Tally the lines below that contain "every" and reply with only the tally.
▼
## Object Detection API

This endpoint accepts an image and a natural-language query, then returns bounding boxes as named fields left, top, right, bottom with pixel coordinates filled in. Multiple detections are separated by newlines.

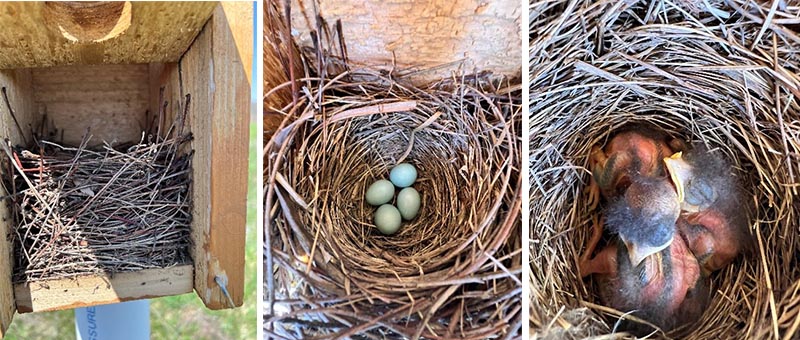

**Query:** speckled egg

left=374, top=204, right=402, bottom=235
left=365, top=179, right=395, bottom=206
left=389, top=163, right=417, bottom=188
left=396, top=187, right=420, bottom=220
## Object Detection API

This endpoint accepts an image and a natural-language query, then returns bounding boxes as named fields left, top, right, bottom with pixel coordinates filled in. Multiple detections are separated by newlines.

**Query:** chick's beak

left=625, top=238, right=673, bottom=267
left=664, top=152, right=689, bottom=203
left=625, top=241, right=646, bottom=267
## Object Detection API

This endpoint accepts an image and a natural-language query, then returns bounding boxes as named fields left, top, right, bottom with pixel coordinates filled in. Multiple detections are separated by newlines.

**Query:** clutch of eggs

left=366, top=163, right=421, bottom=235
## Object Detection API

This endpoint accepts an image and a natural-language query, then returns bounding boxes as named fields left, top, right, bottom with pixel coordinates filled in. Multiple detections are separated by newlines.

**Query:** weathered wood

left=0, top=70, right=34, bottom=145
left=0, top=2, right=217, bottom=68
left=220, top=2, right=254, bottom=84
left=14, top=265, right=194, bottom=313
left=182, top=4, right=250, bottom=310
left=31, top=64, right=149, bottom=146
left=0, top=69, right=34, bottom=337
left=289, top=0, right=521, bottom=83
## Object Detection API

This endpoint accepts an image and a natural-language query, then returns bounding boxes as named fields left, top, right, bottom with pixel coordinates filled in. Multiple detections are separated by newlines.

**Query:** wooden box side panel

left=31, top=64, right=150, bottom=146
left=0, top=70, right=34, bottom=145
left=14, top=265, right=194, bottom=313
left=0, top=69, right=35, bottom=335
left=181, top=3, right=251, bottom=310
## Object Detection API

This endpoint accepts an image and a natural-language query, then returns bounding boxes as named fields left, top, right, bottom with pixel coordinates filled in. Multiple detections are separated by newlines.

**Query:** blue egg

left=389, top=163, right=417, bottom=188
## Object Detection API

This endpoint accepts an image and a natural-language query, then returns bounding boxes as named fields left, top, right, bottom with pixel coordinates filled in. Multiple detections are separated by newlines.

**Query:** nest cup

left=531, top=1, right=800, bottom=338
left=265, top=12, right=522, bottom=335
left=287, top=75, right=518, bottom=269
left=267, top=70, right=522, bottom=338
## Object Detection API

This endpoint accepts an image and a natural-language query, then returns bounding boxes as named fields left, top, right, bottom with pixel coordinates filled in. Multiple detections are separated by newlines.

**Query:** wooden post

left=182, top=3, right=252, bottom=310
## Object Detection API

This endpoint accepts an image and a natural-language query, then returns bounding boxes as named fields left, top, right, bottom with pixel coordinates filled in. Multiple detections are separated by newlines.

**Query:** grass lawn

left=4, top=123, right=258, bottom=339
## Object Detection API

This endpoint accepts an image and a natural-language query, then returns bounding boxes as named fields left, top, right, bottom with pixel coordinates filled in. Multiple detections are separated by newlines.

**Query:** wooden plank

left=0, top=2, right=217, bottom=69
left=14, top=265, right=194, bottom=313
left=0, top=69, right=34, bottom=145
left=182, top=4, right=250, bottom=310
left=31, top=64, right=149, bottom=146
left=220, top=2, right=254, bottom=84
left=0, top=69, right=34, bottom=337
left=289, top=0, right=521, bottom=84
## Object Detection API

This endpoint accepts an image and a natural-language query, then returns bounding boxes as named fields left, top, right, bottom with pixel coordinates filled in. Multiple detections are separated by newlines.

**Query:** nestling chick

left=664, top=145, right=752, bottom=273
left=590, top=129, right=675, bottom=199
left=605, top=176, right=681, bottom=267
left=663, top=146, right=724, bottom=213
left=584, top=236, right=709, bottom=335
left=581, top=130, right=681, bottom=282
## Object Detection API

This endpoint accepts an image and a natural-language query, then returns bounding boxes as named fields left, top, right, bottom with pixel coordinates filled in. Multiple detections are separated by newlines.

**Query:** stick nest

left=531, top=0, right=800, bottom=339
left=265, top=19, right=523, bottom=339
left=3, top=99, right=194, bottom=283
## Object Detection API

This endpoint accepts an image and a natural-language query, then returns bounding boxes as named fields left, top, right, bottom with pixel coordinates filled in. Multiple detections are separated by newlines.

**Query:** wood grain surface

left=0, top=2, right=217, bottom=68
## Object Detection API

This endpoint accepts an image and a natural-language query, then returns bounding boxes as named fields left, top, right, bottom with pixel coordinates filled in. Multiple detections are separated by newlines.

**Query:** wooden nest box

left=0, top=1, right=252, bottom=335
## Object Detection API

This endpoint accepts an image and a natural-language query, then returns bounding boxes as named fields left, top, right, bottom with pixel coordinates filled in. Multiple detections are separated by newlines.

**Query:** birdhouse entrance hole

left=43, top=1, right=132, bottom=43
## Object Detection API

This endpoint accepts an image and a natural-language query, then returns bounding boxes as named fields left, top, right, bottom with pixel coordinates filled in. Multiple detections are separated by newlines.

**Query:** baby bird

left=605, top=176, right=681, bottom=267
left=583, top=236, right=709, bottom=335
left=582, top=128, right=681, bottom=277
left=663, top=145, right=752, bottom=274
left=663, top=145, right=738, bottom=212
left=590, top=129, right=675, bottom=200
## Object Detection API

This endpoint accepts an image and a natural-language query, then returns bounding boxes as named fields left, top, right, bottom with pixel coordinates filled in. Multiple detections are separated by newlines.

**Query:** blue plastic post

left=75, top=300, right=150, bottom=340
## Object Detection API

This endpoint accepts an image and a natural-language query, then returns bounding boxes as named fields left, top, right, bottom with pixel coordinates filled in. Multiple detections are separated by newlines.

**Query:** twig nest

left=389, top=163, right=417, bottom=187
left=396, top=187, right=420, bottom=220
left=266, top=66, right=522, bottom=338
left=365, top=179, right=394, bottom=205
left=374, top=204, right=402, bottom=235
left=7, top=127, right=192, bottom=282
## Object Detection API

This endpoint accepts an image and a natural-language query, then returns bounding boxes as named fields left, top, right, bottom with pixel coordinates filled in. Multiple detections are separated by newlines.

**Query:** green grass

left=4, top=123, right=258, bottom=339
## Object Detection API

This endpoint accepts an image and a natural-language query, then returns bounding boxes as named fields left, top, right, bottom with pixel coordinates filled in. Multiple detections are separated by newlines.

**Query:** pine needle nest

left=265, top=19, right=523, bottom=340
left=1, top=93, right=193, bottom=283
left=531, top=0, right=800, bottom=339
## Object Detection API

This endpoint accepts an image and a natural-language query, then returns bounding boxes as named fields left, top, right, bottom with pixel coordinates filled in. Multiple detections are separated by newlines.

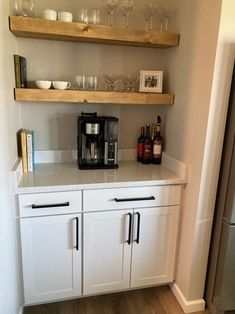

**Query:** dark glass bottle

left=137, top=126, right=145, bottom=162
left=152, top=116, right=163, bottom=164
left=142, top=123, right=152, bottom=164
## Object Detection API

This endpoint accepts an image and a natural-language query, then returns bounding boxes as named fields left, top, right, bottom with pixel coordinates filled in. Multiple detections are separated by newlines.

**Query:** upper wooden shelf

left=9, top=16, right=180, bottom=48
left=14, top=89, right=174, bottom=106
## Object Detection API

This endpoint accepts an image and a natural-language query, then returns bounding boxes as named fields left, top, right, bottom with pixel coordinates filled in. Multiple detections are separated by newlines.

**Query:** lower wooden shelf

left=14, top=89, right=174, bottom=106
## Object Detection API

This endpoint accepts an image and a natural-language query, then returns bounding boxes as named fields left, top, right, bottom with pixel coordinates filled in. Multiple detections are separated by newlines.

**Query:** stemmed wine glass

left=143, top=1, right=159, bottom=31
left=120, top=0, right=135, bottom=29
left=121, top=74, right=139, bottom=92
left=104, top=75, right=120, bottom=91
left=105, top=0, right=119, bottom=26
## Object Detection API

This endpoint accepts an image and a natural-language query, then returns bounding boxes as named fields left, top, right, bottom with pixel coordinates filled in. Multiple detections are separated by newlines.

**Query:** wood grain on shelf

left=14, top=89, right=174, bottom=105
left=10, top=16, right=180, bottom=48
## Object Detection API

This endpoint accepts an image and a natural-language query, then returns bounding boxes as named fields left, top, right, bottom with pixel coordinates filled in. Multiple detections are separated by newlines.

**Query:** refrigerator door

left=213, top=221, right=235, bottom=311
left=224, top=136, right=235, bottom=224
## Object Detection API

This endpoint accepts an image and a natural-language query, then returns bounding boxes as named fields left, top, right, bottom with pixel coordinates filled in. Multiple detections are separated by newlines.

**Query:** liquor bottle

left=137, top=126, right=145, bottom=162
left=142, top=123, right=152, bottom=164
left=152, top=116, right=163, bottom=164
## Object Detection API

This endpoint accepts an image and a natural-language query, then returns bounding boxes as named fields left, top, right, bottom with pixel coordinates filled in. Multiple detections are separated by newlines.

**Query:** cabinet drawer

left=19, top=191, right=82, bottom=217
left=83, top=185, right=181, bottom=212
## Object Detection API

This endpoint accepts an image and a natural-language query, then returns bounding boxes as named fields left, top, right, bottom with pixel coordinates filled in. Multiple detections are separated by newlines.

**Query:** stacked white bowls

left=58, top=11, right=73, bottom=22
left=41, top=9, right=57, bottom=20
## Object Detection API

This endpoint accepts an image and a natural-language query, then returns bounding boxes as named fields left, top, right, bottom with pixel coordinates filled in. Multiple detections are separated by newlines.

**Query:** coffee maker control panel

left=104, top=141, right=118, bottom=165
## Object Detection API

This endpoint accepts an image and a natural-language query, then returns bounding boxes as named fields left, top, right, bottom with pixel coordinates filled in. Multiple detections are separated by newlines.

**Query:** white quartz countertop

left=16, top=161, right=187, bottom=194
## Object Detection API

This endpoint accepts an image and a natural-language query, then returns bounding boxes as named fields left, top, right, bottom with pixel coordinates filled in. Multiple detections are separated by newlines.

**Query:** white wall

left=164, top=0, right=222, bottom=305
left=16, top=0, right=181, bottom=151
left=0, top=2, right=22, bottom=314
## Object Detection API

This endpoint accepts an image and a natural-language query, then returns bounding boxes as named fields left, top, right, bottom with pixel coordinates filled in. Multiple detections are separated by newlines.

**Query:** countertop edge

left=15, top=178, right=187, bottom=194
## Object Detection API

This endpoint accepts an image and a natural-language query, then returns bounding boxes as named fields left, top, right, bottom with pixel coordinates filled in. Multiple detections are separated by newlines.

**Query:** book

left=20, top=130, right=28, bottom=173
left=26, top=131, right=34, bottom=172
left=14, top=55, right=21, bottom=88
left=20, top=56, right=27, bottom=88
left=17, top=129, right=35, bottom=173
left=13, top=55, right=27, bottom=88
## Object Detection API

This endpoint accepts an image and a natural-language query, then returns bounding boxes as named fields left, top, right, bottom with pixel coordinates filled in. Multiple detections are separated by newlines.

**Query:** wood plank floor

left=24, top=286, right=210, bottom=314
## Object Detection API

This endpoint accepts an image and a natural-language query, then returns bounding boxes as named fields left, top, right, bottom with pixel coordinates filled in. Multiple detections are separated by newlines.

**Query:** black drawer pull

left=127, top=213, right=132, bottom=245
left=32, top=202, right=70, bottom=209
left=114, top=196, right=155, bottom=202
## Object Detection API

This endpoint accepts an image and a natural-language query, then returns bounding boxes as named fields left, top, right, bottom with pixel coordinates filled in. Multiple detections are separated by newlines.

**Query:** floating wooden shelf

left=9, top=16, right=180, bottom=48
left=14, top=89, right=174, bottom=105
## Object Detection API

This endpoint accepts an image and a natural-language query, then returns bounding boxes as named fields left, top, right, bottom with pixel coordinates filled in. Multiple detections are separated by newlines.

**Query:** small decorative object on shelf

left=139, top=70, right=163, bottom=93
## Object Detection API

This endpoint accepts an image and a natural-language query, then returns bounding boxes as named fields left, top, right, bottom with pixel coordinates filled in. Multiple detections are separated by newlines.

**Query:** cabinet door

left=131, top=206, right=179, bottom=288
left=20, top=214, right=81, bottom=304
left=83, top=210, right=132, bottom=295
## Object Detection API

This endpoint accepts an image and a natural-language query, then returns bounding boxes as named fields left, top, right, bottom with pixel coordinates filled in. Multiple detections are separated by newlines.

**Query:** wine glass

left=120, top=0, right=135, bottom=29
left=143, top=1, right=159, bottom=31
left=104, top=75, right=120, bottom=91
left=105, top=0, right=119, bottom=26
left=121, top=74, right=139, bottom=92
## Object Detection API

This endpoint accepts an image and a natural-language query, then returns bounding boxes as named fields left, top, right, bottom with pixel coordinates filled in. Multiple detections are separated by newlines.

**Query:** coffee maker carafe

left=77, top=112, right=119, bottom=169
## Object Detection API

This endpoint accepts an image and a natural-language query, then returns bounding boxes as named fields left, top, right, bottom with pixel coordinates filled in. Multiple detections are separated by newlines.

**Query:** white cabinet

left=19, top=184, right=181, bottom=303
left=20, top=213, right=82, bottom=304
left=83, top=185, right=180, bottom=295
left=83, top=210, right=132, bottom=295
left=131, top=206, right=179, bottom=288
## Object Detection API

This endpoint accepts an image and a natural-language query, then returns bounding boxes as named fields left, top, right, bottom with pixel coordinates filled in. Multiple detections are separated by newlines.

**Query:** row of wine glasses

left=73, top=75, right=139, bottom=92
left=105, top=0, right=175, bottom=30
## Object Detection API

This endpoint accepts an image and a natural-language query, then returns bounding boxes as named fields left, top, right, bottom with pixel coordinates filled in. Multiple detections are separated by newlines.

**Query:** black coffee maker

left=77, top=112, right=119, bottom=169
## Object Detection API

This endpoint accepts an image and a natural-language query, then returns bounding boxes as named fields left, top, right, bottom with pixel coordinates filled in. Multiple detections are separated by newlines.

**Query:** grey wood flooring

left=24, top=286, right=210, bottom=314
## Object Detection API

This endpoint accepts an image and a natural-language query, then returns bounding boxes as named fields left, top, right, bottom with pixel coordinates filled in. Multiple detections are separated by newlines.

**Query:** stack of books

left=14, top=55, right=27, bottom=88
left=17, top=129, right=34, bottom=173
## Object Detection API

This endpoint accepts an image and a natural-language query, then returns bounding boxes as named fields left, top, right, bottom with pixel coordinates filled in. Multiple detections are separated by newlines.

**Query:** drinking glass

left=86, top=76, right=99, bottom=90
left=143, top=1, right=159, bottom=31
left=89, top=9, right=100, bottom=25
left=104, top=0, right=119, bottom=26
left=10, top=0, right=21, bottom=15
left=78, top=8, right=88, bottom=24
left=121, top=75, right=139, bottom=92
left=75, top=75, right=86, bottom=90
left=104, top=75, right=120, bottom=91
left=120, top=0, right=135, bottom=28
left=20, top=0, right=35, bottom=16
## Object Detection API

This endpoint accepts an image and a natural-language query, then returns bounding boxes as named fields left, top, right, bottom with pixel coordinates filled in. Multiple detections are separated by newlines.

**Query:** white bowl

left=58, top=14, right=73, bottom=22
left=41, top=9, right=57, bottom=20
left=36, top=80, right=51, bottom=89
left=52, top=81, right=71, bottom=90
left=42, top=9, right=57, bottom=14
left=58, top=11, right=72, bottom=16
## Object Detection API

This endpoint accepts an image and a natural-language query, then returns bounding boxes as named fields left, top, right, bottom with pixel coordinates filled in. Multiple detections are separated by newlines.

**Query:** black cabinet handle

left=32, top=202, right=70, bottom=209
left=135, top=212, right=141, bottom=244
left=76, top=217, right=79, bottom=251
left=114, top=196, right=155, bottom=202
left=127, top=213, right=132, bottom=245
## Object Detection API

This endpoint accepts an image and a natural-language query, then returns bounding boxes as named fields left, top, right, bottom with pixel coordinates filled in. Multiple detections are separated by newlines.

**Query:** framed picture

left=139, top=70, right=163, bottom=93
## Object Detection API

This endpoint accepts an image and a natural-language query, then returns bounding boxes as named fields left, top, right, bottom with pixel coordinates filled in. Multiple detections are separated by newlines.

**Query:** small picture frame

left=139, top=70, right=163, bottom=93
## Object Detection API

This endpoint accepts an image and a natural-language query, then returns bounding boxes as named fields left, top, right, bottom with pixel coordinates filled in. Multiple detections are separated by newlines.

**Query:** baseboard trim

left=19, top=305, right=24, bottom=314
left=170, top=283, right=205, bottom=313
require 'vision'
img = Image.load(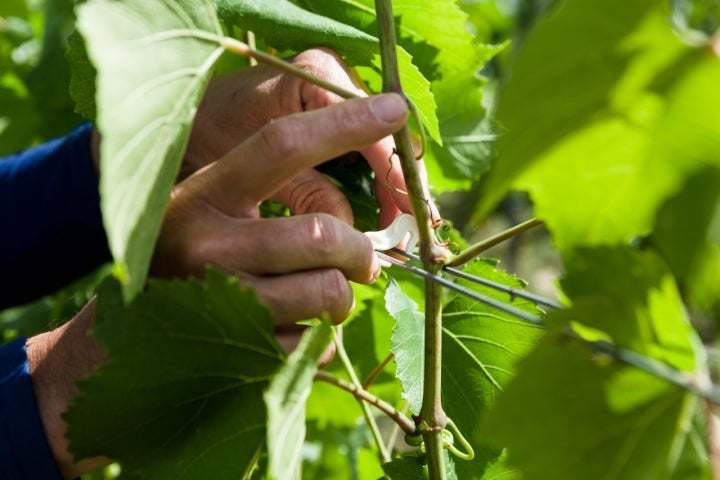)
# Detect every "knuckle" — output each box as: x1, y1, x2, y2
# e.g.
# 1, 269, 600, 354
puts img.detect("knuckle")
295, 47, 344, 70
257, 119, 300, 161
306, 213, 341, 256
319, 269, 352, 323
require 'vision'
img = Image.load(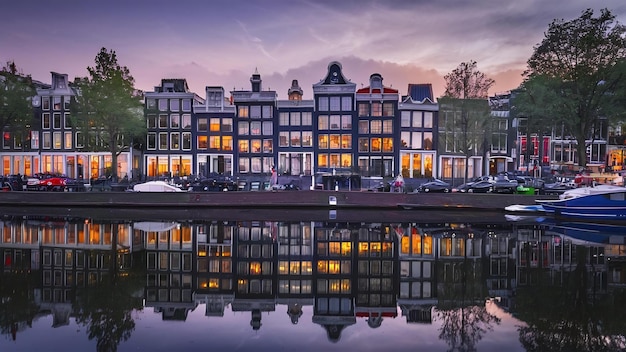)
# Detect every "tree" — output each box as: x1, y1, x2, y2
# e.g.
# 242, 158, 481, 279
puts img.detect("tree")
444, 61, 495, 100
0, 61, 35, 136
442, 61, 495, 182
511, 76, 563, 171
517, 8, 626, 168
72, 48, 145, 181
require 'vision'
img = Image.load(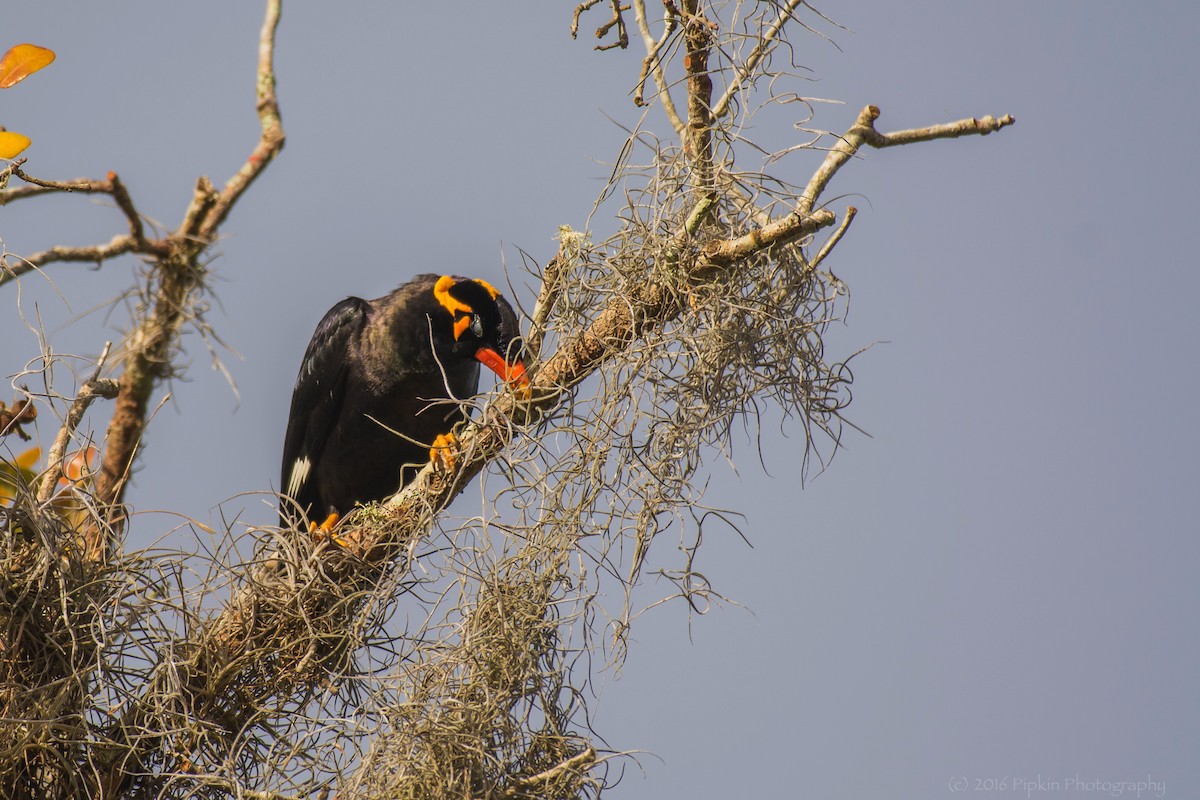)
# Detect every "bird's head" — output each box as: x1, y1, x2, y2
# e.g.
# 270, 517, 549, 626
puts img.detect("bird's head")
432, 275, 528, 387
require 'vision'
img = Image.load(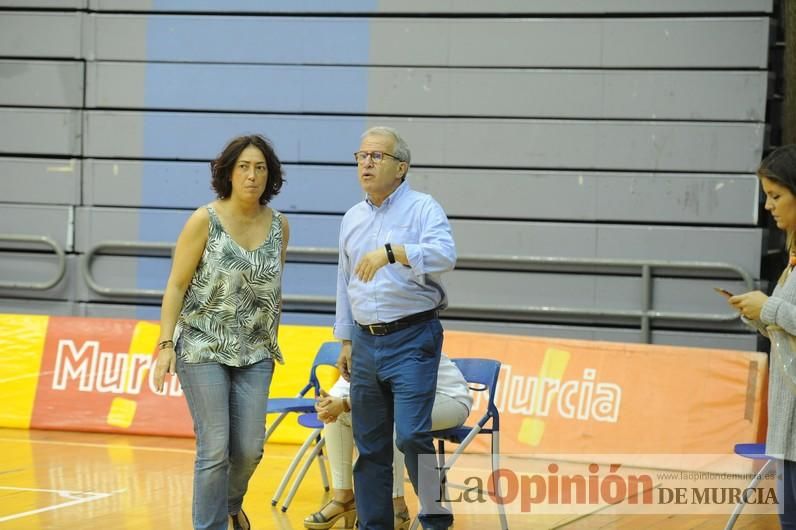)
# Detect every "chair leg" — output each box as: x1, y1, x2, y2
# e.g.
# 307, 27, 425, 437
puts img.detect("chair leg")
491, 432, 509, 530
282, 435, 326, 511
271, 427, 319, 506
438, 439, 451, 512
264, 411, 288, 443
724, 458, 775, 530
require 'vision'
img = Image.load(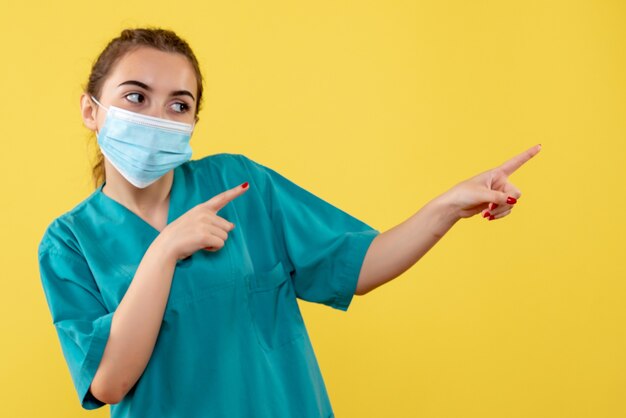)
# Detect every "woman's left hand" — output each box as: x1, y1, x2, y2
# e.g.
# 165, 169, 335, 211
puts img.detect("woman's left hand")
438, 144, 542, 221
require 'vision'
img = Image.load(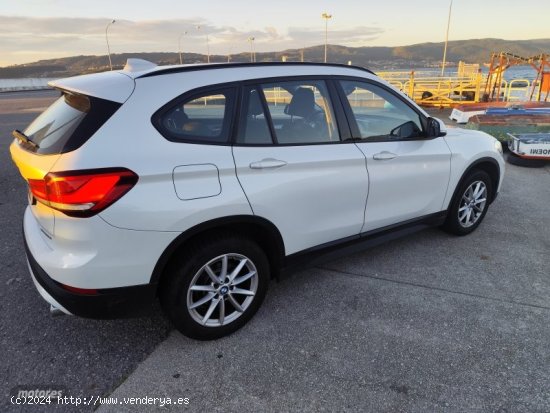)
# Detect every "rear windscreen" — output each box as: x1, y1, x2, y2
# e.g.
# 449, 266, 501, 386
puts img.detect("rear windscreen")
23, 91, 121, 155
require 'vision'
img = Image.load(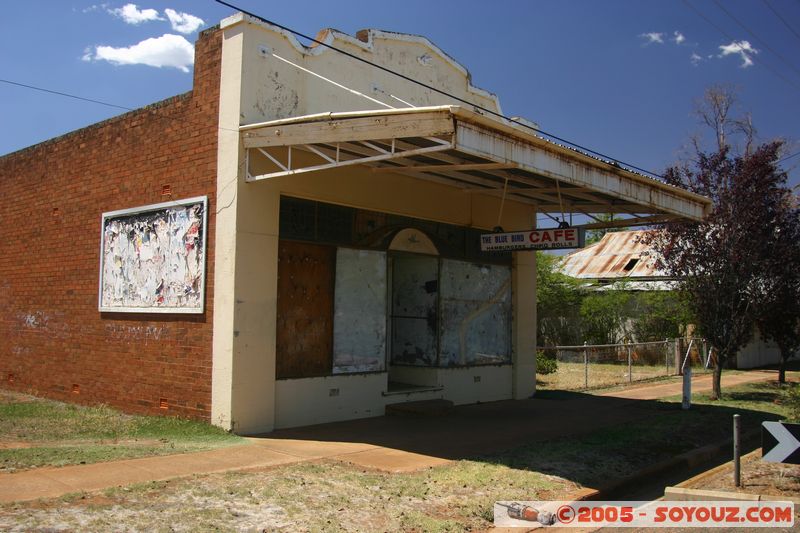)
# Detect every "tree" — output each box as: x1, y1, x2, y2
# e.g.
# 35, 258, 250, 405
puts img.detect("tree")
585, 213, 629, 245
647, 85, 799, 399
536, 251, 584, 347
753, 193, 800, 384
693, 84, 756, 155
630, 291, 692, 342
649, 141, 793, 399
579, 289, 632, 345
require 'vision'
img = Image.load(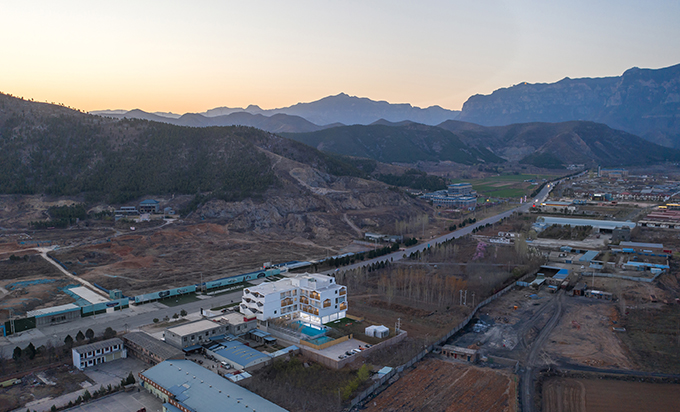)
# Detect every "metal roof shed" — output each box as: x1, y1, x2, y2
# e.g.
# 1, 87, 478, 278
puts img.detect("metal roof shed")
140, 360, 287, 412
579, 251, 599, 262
▲
ANSWER TO THE EXERCISE:
8